*Task brief*. Only the lines from the one containing "In the photo above, where can the white teeth" through the end of the entries are to be copied, exactly and without pictures, please.

*Saved entries*.
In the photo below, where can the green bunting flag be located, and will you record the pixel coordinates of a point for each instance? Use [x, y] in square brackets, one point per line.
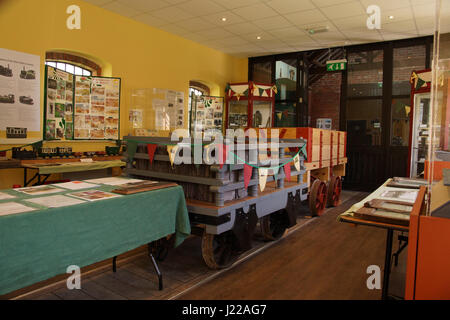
[132, 147]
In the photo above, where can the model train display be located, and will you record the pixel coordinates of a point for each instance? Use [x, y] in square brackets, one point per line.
[60, 152]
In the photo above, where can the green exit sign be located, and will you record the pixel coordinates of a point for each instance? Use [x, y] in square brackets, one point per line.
[337, 65]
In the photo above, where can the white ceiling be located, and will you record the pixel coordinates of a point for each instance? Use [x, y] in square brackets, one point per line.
[281, 24]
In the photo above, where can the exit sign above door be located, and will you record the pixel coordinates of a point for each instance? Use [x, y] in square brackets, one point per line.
[337, 65]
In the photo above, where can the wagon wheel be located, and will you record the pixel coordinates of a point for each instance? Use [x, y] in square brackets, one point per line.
[317, 197]
[218, 250]
[334, 191]
[273, 226]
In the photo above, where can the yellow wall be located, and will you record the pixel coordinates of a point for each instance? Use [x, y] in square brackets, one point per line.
[143, 56]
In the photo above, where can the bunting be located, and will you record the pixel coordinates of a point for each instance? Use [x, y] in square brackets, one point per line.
[287, 171]
[172, 150]
[248, 170]
[262, 172]
[297, 162]
[151, 148]
[131, 147]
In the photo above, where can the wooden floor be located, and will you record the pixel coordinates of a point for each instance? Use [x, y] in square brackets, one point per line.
[319, 259]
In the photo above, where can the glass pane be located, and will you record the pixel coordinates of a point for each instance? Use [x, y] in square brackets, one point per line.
[262, 72]
[237, 114]
[406, 60]
[400, 121]
[70, 68]
[364, 122]
[78, 71]
[285, 114]
[365, 74]
[420, 133]
[61, 66]
[262, 114]
[286, 79]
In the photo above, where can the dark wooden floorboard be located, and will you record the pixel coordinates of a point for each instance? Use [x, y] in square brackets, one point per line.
[326, 259]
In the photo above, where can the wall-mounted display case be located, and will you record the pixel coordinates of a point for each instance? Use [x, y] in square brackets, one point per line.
[250, 105]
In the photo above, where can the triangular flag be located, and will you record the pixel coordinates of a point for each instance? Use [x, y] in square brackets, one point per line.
[223, 154]
[131, 147]
[172, 150]
[262, 172]
[420, 83]
[287, 171]
[297, 162]
[248, 170]
[151, 148]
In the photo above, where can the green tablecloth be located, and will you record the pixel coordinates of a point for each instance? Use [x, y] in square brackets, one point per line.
[40, 244]
[77, 166]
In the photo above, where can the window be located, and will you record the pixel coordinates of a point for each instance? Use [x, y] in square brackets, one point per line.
[70, 68]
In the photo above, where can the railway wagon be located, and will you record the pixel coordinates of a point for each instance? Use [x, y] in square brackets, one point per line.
[222, 211]
[325, 164]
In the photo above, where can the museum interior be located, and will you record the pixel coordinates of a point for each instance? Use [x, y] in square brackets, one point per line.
[224, 150]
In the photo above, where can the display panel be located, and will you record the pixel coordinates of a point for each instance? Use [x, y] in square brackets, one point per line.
[80, 107]
[206, 113]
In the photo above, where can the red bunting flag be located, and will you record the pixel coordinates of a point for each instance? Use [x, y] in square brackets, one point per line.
[247, 174]
[287, 171]
[223, 153]
[151, 148]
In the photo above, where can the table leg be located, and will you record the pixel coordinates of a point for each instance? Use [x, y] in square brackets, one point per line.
[155, 265]
[387, 264]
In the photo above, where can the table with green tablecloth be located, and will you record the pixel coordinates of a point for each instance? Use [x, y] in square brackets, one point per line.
[40, 244]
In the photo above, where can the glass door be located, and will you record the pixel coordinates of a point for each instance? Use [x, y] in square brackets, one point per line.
[420, 133]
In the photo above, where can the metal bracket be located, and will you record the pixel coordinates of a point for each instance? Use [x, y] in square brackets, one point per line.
[244, 227]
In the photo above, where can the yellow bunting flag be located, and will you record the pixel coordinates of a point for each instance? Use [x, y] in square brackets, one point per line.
[172, 150]
[297, 162]
[262, 172]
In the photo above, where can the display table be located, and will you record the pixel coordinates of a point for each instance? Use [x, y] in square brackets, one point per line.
[349, 217]
[41, 244]
[45, 169]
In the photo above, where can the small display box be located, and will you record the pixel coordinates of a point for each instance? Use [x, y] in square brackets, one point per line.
[250, 105]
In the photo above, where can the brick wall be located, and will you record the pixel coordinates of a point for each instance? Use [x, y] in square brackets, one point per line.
[325, 98]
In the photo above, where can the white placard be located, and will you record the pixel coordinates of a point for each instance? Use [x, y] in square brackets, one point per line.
[55, 201]
[7, 208]
[76, 185]
[20, 90]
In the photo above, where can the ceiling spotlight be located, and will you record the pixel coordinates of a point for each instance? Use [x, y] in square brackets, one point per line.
[317, 29]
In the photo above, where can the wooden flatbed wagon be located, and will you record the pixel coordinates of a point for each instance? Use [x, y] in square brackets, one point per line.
[325, 164]
[221, 210]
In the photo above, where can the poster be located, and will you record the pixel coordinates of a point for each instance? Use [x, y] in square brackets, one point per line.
[20, 90]
[59, 105]
[97, 103]
[208, 113]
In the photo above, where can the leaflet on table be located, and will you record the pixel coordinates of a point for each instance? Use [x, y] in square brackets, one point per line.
[4, 196]
[93, 195]
[59, 108]
[113, 181]
[399, 194]
[82, 107]
[76, 185]
[8, 208]
[55, 201]
[38, 190]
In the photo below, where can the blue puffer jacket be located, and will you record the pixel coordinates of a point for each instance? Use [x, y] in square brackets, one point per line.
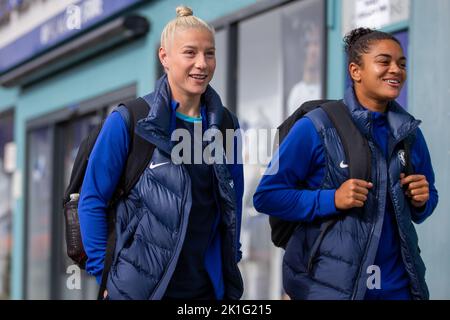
[333, 263]
[152, 221]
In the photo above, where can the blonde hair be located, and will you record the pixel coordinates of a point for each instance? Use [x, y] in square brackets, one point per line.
[184, 20]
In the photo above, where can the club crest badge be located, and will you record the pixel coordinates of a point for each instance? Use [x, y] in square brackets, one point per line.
[402, 157]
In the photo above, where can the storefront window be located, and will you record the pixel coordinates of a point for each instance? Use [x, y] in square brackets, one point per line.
[74, 132]
[39, 202]
[220, 76]
[280, 65]
[6, 138]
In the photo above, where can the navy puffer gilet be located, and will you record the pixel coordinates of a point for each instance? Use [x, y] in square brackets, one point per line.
[337, 267]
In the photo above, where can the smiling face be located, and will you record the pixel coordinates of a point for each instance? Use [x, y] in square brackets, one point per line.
[380, 76]
[189, 60]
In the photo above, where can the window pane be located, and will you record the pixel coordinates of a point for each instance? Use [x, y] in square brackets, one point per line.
[74, 132]
[219, 80]
[39, 214]
[303, 50]
[280, 61]
[259, 105]
[6, 137]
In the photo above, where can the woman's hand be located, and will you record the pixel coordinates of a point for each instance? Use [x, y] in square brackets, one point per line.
[352, 193]
[418, 189]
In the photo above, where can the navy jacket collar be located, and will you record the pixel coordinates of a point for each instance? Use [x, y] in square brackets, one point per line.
[158, 125]
[401, 123]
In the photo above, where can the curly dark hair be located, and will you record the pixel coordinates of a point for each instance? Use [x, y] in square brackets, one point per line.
[358, 41]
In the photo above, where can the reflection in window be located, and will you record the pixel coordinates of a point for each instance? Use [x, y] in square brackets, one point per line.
[280, 59]
[6, 137]
[74, 132]
[219, 80]
[39, 214]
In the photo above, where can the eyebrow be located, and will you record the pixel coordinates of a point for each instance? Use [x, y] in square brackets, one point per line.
[389, 56]
[194, 47]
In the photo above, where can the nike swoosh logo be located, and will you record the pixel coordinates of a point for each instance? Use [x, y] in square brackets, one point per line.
[343, 165]
[153, 166]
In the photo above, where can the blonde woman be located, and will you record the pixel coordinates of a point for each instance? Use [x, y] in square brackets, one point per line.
[178, 229]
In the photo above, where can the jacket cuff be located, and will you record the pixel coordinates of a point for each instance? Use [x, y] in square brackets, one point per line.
[326, 203]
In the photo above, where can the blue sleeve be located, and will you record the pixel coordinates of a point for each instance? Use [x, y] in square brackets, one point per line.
[300, 159]
[237, 172]
[104, 169]
[421, 162]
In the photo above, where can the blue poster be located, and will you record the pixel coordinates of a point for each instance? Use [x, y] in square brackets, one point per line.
[67, 24]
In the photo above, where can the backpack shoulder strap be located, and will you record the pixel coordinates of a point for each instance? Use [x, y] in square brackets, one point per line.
[356, 147]
[140, 151]
[139, 154]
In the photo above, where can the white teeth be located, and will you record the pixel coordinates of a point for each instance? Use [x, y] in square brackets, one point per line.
[199, 77]
[393, 81]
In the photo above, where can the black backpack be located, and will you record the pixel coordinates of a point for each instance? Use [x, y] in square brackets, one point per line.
[139, 156]
[356, 149]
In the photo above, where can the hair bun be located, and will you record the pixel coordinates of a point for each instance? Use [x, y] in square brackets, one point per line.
[353, 36]
[183, 11]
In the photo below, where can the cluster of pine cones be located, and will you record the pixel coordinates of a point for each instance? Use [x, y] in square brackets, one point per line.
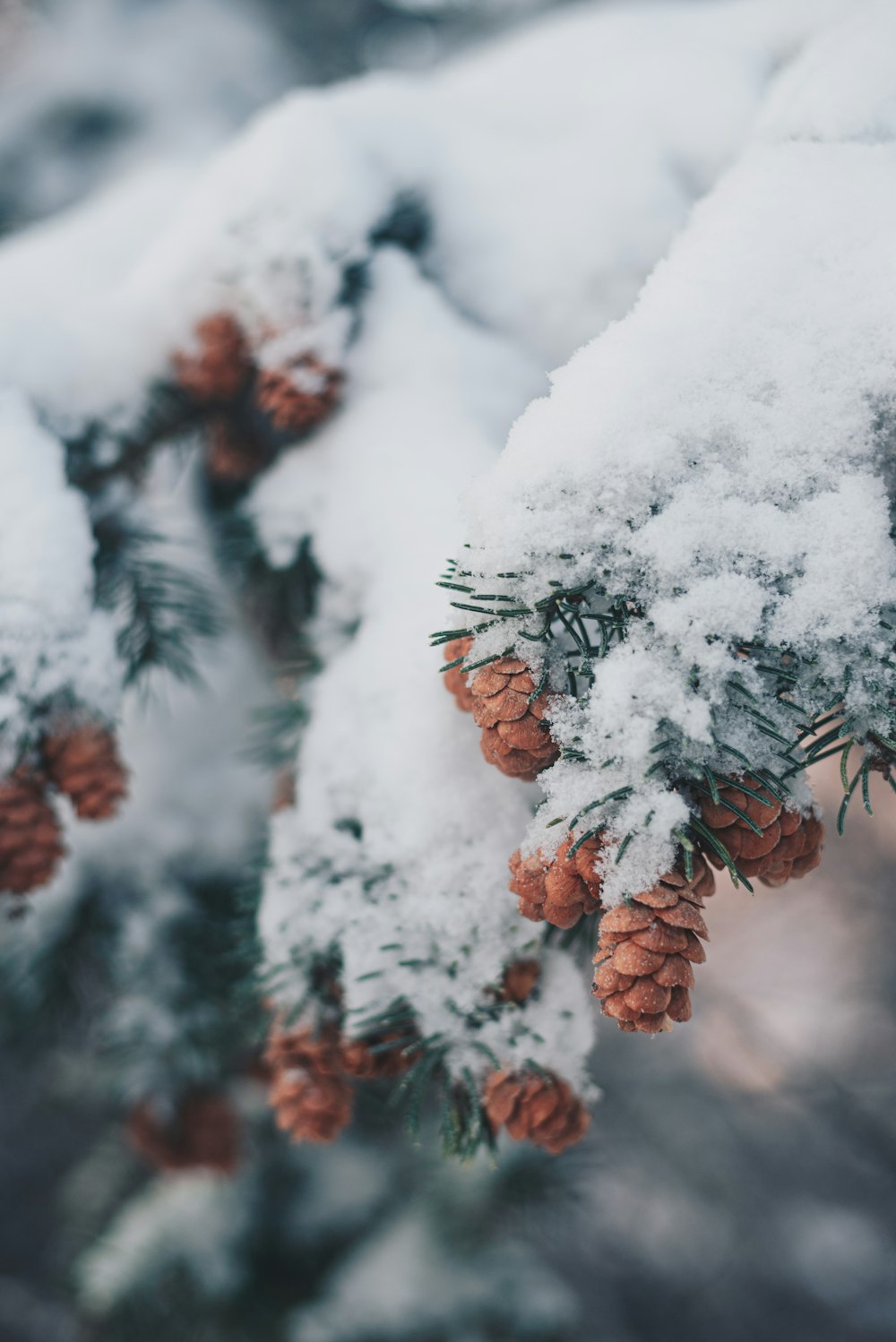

*Task response*.
In the photo above, where can the white teeth be located, and will you record the pixel coordinates of a point for each instance? Use [x, y] in square brackets, one point per line.
[199, 77]
[393, 81]
In the photo above, where can the black backpack be located, and will you record the pixel coordinates of a point for each instance? Use [x, y] in square brackets, one point per line.
[139, 156]
[356, 149]
In the photo above, where can the hair bun be located, and will you record the pixel coordinates of a point for each instance? Use [x, y] in square brackets, one point per line.
[353, 36]
[183, 11]
In the photo below, where can the cluster of pine cones be located, and will you record the pixel coordinates of a point for each instance? Use [x, y] in square brackets, one point per line.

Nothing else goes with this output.